[Region labeling entries]
○ ○ ○
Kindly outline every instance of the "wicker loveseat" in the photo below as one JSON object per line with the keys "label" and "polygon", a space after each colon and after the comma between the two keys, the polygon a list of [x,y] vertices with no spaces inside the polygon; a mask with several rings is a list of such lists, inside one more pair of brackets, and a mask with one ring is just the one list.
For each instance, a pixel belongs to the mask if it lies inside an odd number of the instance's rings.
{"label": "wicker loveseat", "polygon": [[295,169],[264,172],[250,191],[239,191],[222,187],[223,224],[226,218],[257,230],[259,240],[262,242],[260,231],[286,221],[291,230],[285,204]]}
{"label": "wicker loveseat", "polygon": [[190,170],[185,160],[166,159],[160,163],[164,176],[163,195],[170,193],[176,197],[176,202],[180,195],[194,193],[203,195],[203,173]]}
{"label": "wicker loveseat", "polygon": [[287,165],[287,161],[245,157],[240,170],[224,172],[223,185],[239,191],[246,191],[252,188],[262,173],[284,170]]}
○ ○ ○
Edit the data above by replacing "Kindly" with "Please" everywhere it appears, keeping every other character as it is.

Please outline every instance of the "wicker loveseat" in the photo below as one JSON object per line with the keys "label" and "polygon", a space after each colon and after the comma between the two keys, the polygon a list of [x,y] vertices with no spaces inside the polygon; a mask with several rings is a list of such lists, inside one more pair of brackets, and a mask with one ring is just the one list.
For each instance, a pixel belongs to the mask if it lies inside an odd number of the instance's rings.
{"label": "wicker loveseat", "polygon": [[295,169],[264,172],[250,191],[239,191],[222,187],[223,224],[226,218],[257,230],[259,240],[262,242],[260,231],[286,221],[291,230],[285,204]]}
{"label": "wicker loveseat", "polygon": [[190,170],[185,160],[166,159],[160,163],[164,176],[163,195],[170,193],[176,197],[176,202],[180,195],[194,193],[203,195],[203,173]]}
{"label": "wicker loveseat", "polygon": [[287,165],[287,161],[245,157],[240,170],[224,172],[223,185],[239,191],[246,191],[252,188],[262,173],[284,170]]}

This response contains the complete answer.